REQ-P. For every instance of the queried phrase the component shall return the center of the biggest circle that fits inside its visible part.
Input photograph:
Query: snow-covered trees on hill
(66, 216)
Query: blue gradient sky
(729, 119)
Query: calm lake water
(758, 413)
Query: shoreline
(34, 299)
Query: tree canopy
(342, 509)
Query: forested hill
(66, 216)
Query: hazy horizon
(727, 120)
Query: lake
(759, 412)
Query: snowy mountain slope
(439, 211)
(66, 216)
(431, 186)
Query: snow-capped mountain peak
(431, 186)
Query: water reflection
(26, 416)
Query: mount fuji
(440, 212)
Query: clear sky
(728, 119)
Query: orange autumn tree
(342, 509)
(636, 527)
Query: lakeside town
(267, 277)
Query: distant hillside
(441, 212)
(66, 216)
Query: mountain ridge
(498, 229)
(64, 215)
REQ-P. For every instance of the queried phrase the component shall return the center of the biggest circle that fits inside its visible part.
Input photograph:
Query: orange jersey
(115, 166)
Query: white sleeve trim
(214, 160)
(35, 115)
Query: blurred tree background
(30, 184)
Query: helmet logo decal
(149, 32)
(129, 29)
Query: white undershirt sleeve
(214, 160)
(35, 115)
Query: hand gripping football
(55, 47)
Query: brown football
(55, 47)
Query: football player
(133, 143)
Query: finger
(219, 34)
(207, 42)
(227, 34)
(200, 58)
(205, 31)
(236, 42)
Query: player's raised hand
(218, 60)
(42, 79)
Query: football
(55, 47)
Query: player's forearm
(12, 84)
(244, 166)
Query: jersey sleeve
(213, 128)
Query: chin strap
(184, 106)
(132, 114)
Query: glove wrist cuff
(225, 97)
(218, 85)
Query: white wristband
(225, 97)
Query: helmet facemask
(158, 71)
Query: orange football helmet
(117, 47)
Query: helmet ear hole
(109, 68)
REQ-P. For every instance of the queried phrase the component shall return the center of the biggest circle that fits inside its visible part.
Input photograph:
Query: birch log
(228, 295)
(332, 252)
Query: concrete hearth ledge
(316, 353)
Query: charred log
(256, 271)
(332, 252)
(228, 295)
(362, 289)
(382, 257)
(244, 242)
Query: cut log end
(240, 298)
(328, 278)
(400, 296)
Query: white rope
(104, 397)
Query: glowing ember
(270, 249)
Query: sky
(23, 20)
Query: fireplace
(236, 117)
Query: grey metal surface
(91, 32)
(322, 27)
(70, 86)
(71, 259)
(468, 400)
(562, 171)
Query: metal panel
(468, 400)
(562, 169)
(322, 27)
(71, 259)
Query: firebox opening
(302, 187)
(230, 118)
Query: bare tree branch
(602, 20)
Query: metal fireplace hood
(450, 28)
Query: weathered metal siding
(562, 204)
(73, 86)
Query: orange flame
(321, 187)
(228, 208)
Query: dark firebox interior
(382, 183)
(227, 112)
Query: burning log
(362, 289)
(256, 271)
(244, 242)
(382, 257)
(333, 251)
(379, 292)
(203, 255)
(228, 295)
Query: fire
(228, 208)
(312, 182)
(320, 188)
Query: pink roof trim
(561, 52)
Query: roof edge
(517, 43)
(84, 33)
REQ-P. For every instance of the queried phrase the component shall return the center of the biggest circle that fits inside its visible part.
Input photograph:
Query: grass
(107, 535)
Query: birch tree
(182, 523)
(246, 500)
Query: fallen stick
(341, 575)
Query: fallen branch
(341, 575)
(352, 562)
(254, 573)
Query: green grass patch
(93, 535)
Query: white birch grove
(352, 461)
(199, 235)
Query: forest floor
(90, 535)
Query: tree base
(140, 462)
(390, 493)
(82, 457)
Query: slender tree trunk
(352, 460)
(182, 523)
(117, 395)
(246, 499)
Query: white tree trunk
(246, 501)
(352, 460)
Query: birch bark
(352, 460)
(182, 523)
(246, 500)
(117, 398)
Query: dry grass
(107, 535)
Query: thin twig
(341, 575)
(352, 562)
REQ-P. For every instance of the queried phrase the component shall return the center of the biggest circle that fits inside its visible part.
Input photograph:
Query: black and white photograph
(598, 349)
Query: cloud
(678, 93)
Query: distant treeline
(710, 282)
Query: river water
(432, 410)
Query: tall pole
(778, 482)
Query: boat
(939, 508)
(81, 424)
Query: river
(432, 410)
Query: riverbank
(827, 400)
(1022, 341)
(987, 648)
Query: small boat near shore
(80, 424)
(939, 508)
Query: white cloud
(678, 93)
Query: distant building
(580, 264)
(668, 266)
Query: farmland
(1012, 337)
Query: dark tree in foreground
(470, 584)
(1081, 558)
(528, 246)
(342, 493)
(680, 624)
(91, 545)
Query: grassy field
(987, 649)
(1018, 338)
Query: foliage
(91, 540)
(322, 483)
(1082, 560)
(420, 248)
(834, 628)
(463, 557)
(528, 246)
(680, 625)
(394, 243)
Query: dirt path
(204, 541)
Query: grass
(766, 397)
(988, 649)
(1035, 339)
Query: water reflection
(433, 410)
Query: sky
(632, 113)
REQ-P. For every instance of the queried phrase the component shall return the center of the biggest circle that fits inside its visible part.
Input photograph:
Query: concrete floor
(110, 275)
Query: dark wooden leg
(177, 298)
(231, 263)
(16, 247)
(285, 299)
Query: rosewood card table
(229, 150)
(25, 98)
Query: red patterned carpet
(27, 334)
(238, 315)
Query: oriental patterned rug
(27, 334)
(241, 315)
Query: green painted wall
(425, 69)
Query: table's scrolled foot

### REQUIRED WORK
Put everything from the line containing "Query: red patterned carpet" down to the end of the records into a JSON list of strings, one string per line and with blank lines omitted.

### EXERCISE RESULT
[
  "Query: red patterned carpet",
  "(27, 334)",
  "(238, 315)",
  "Query: oriental patterned rug",
  "(27, 334)",
  "(241, 315)",
  "Query: green painted wall",
  "(425, 69)",
  "Query: table's scrolled foot"
]